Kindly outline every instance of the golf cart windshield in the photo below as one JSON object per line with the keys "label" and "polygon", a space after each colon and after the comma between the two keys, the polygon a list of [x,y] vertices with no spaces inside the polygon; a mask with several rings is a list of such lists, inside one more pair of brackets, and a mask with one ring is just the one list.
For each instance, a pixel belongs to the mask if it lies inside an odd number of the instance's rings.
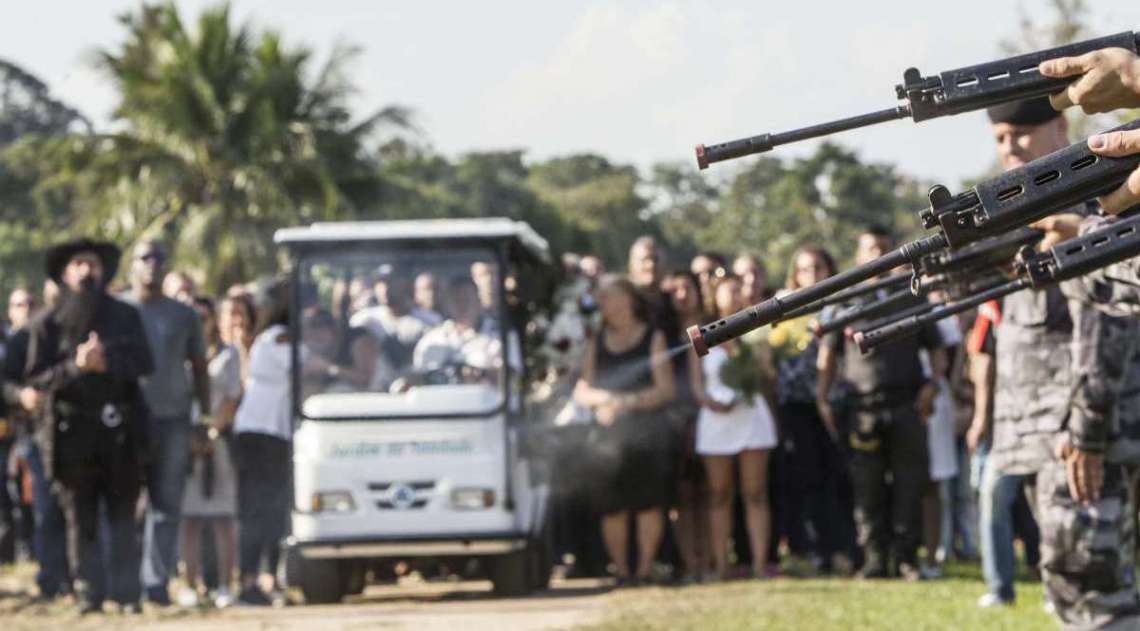
{"label": "golf cart windshield", "polygon": [[299,272],[303,416],[499,409],[506,377],[494,250],[376,245],[311,254]]}

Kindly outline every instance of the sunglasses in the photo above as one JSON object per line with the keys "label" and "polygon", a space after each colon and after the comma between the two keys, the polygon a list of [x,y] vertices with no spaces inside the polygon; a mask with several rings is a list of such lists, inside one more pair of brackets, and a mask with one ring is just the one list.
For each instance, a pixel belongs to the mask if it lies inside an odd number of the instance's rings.
{"label": "sunglasses", "polygon": [[138,255],[137,257],[135,257],[135,260],[144,261],[144,262],[145,261],[154,261],[156,263],[161,263],[161,262],[166,260],[166,257],[161,255],[161,254],[158,254],[156,252],[147,252],[146,254]]}

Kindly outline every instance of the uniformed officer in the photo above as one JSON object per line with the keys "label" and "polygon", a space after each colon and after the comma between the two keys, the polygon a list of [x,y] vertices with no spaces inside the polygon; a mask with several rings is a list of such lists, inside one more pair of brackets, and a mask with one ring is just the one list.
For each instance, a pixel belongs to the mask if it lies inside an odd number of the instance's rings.
{"label": "uniformed officer", "polygon": [[[1065,119],[1045,98],[991,107],[988,110],[998,156],[1006,170],[1068,145]],[[1042,220],[1048,231],[1040,247],[1076,234],[1081,215],[1061,213]],[[994,387],[993,427],[979,489],[982,570],[987,592],[978,606],[1013,602],[1014,554],[1012,512],[1021,493],[1033,507],[1036,472],[1052,460],[1056,437],[1068,409],[1071,382],[1072,319],[1057,287],[1007,296],[1000,323],[991,328]],[[982,348],[975,355],[987,355]],[[975,361],[979,359],[975,357]],[[974,428],[974,434],[985,433]],[[1040,516],[1035,511],[1035,517]]]}
{"label": "uniformed officer", "polygon": [[1038,473],[1042,575],[1069,629],[1140,628],[1140,322],[1103,301],[1106,287],[1094,278],[1064,283],[1074,384],[1056,458]]}
{"label": "uniformed officer", "polygon": [[[884,230],[869,229],[859,236],[856,263],[877,258],[890,247]],[[862,300],[880,298],[870,295]],[[919,578],[919,507],[929,480],[925,419],[934,405],[935,384],[945,373],[942,346],[934,326],[867,355],[860,354],[845,332],[829,335],[820,345],[816,404],[828,427],[836,427],[828,396],[840,361],[843,377],[856,391],[854,422],[846,438],[851,448],[855,525],[864,552],[860,572],[864,578],[887,575],[889,550],[894,552],[902,577]],[[933,374],[929,379],[919,358],[921,348],[930,352]]]}
{"label": "uniformed officer", "polygon": [[[29,324],[21,392],[26,408],[42,410],[37,438],[67,521],[82,613],[101,609],[104,596],[137,611],[140,596],[134,513],[146,411],[138,381],[152,359],[138,311],[106,292],[118,262],[118,248],[88,239],[48,250],[47,275],[60,296]],[[100,502],[111,535],[109,594],[93,588]]]}

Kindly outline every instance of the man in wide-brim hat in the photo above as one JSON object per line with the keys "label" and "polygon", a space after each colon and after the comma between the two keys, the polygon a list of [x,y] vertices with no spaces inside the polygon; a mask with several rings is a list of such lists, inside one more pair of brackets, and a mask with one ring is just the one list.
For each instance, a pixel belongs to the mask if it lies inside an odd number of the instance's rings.
{"label": "man in wide-brim hat", "polygon": [[115,277],[115,272],[119,269],[122,251],[113,243],[95,241],[86,237],[57,243],[48,248],[45,257],[44,271],[48,278],[55,281],[57,285],[61,285],[64,269],[72,257],[77,254],[89,254],[98,258],[103,268],[101,279],[109,282]]}
{"label": "man in wide-brim hat", "polygon": [[[107,294],[119,264],[113,244],[76,239],[51,247],[45,272],[55,305],[28,325],[21,403],[41,414],[37,442],[67,521],[67,552],[83,613],[105,597],[139,607],[135,504],[142,480],[146,408],[139,378],[152,370],[139,313]],[[107,507],[111,584],[96,576],[96,514]]]}

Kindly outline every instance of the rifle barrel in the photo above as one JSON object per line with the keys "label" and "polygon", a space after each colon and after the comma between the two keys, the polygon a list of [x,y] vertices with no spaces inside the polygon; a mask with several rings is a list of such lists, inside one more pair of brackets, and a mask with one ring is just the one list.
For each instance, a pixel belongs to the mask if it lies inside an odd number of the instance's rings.
{"label": "rifle barrel", "polygon": [[914,263],[919,258],[945,247],[946,238],[941,234],[905,243],[873,261],[825,278],[811,287],[804,287],[778,298],[769,298],[705,326],[689,327],[686,331],[689,342],[698,355],[706,355],[710,347],[771,324],[792,309],[799,309],[896,267]]}
{"label": "rifle barrel", "polygon": [[723,162],[725,160],[732,160],[733,158],[742,158],[756,153],[764,153],[780,145],[808,140],[809,138],[819,138],[820,136],[830,136],[831,134],[847,131],[848,129],[869,127],[871,125],[878,125],[879,123],[907,118],[909,116],[909,105],[896,105],[895,107],[879,110],[878,112],[871,112],[870,114],[841,118],[828,123],[820,123],[819,125],[811,125],[809,127],[802,127],[782,133],[760,134],[758,136],[729,140],[728,142],[715,145],[697,145],[697,166],[703,170],[709,168],[709,165],[714,162]]}

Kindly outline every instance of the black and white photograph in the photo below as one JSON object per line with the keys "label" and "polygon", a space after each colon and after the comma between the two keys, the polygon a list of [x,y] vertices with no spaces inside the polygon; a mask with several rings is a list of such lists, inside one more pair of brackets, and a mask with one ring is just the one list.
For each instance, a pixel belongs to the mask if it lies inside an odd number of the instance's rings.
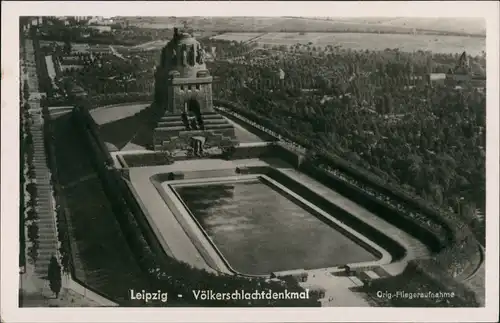
{"label": "black and white photograph", "polygon": [[32,4],[2,3],[5,322],[498,318],[498,3]]}

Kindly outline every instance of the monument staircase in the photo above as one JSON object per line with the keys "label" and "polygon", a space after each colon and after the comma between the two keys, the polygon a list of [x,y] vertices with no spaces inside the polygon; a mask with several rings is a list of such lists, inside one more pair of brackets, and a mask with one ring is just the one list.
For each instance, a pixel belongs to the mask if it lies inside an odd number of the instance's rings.
{"label": "monument staircase", "polygon": [[207,146],[229,144],[235,137],[234,126],[217,112],[203,112],[198,124],[193,129],[182,114],[162,116],[154,130],[154,150],[184,149],[194,136],[205,137]]}

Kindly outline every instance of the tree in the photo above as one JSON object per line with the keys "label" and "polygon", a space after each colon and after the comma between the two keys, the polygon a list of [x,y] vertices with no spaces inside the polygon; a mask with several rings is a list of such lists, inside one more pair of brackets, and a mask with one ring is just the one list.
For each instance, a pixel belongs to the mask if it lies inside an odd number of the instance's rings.
{"label": "tree", "polygon": [[[28,81],[24,81],[24,87],[23,87],[23,97],[25,101],[28,101],[30,98],[30,88],[28,86]],[[29,108],[28,108],[29,109]]]}
{"label": "tree", "polygon": [[48,278],[50,290],[56,294],[56,298],[59,297],[61,291],[61,266],[55,256],[50,258]]}
{"label": "tree", "polygon": [[71,39],[69,37],[67,37],[65,40],[64,40],[64,53],[66,55],[70,55],[71,54]]}
{"label": "tree", "polygon": [[392,96],[390,94],[384,95],[384,107],[385,107],[386,113],[393,112],[393,99],[392,99]]}

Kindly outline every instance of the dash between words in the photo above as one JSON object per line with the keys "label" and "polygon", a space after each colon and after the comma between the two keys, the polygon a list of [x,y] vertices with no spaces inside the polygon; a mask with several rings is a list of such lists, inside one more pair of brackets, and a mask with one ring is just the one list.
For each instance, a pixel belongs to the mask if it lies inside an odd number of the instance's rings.
{"label": "dash between words", "polygon": [[[272,290],[252,291],[236,290],[232,293],[214,292],[212,290],[193,290],[193,297],[196,300],[278,300],[278,299],[309,299],[309,289],[303,292],[291,292],[288,290],[281,292],[273,292]],[[143,300],[146,303],[149,301],[161,301],[166,303],[168,301],[168,292],[158,290],[156,292],[146,292],[144,289],[135,291],[130,289],[131,300]]]}

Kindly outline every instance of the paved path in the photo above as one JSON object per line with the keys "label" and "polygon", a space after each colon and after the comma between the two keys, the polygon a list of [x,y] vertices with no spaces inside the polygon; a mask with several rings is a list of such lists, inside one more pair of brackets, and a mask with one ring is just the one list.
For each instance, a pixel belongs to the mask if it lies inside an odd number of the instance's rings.
{"label": "paved path", "polygon": [[125,57],[123,57],[123,55],[122,55],[122,54],[118,53],[118,52],[116,51],[116,49],[115,49],[113,46],[109,45],[109,49],[111,50],[111,53],[112,53],[113,55],[115,55],[116,57],[121,58],[121,59],[122,59],[122,60],[124,60],[124,61],[126,61],[126,60],[127,60]]}
{"label": "paved path", "polygon": [[[50,170],[47,166],[43,138],[43,118],[40,107],[40,93],[38,93],[38,78],[35,64],[35,53],[31,40],[25,41],[27,52],[26,73],[21,69],[21,80],[27,80],[30,99],[30,115],[33,120],[30,131],[33,137],[33,166],[35,170],[35,184],[37,188],[36,213],[39,228],[38,257],[34,264],[27,261],[26,271],[19,277],[19,288],[23,307],[47,306],[116,306],[115,303],[87,290],[71,279],[69,275],[62,275],[62,289],[58,299],[54,298],[47,280],[50,258],[55,255],[60,259],[59,241],[56,225],[56,212],[52,185],[50,183]],[[27,253],[27,249],[25,252]],[[26,259],[29,256],[26,255]],[[59,261],[60,262],[60,261]]]}
{"label": "paved path", "polygon": [[[52,255],[57,255],[58,240],[55,229],[54,217],[52,215],[52,192],[50,189],[50,174],[46,166],[45,150],[43,143],[42,122],[40,115],[40,102],[38,91],[38,79],[36,77],[36,65],[34,58],[33,43],[31,40],[25,42],[26,67],[22,70],[21,79],[28,82],[30,98],[28,103],[31,106],[29,111],[32,122],[30,132],[33,137],[33,166],[35,173],[35,184],[38,192],[35,211],[38,215],[36,221],[39,228],[39,248],[38,257],[35,263],[31,262],[31,257],[26,255],[26,271],[20,277],[20,294],[22,295],[23,306],[47,306],[46,300],[53,297],[48,281],[46,279],[48,265]],[[27,241],[27,245],[30,242]],[[25,250],[27,253],[28,249]],[[26,301],[26,302],[25,302]]]}
{"label": "paved path", "polygon": [[369,307],[363,293],[353,292],[351,288],[359,286],[354,277],[333,276],[328,271],[310,272],[304,288],[319,286],[325,290],[325,297],[321,300],[323,307]]}
{"label": "paved path", "polygon": [[67,106],[67,107],[49,107],[49,111],[57,111],[57,110],[73,110],[73,106]]}
{"label": "paved path", "polygon": [[240,144],[258,143],[263,141],[259,136],[251,133],[240,124],[234,122],[229,118],[225,119],[234,126],[234,134]]}
{"label": "paved path", "polygon": [[[34,62],[33,44],[29,40],[26,42],[27,59]],[[38,90],[38,79],[36,78],[36,68],[28,67],[28,85],[30,92]],[[35,77],[32,77],[35,75]],[[33,108],[40,107],[38,99],[30,100]],[[34,106],[33,106],[34,105]],[[52,187],[50,185],[50,171],[47,167],[45,156],[45,146],[43,141],[43,119],[40,114],[32,115],[33,122],[30,125],[33,137],[33,166],[35,169],[35,180],[37,187],[36,213],[38,214],[39,242],[38,257],[35,262],[35,273],[40,276],[46,276],[50,258],[58,253],[57,230],[54,218],[54,205],[52,196]]]}
{"label": "paved path", "polygon": [[45,64],[47,65],[47,72],[50,77],[50,81],[52,82],[52,86],[54,88],[57,88],[55,79],[56,79],[56,69],[54,67],[54,60],[52,58],[52,55],[45,56]]}

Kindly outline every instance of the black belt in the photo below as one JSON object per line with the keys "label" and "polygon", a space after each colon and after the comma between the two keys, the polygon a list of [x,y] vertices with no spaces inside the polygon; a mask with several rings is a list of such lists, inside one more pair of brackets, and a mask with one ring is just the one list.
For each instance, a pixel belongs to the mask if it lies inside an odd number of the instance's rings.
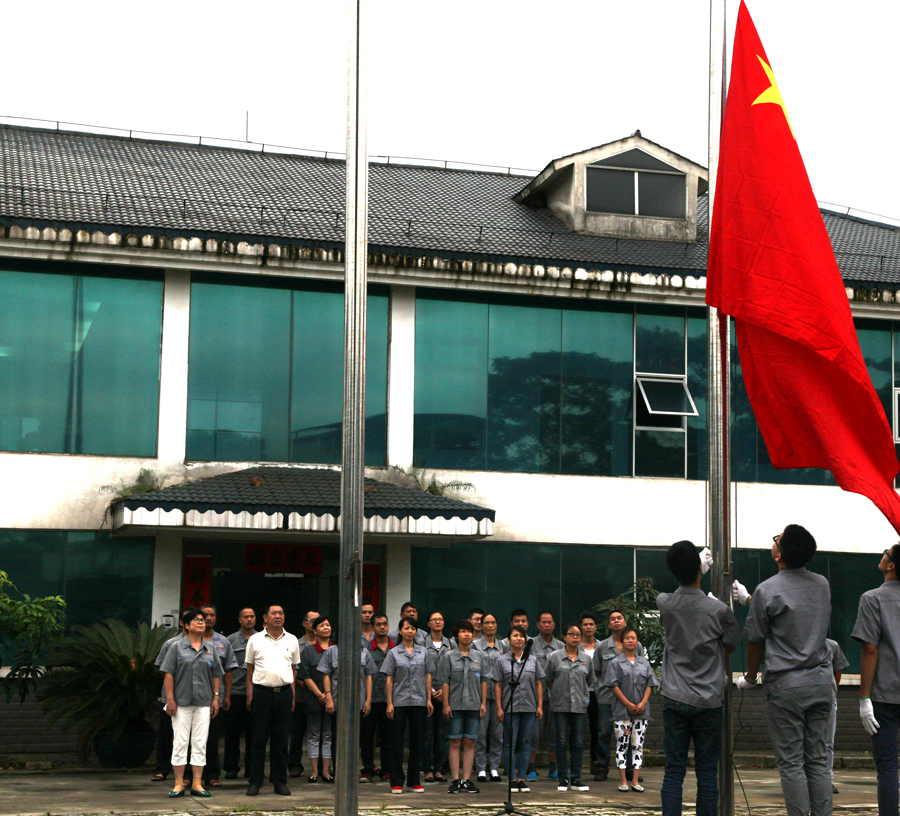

_ _ _ _

Could you retype exactly the lines above, starting at the line that contains "Kindly outline every instance of the rifle" and ending at the line that contains "Kindly outline every instance of the black and", and nothing more?

Kindly outline every instance of the rifle barrel in the photo above as one JSON object per line with the keys "label" and "polygon", a space after each colon and after the comma between the two keys, the polygon a list of [x,y] vertices with no spaces inside the polygon; a mask with several rings is a list of such lists, inside one more pair of brackets, and a mask with one ring is just the one list.
For each instance, a pixel belongs to the mask if it lies inside an odd number of the instance's rings.
{"label": "rifle barrel", "polygon": [[914,263],[919,258],[945,247],[946,238],[941,234],[905,243],[873,261],[825,278],[811,287],[804,287],[778,298],[769,298],[705,326],[689,327],[686,331],[689,342],[698,355],[706,355],[710,347],[771,324],[792,309],[799,309],[896,267]]}
{"label": "rifle barrel", "polygon": [[723,162],[725,160],[732,160],[733,158],[742,158],[756,153],[764,153],[780,145],[808,140],[809,138],[819,138],[820,136],[830,136],[831,134],[847,131],[848,129],[869,127],[871,125],[878,125],[879,123],[907,118],[909,116],[909,105],[896,105],[895,107],[879,110],[878,112],[871,112],[870,114],[841,118],[828,123],[820,123],[819,125],[811,125],[809,127],[802,127],[782,133],[760,134],[758,136],[729,140],[728,142],[715,145],[697,145],[697,166],[703,170],[709,168],[709,165],[714,162]]}

Kindly outline every instance of the black and white photograph in the photo below as one JSON object per line with the keys "label" and "polygon", a space after each colon and after the comma between the two keys, the polygon a list of [x,y] vertices with no spaces inside the polygon; a mask with several rings is a list of such lists, inside one more pair of brackets, and a mask with one ring is just the one list.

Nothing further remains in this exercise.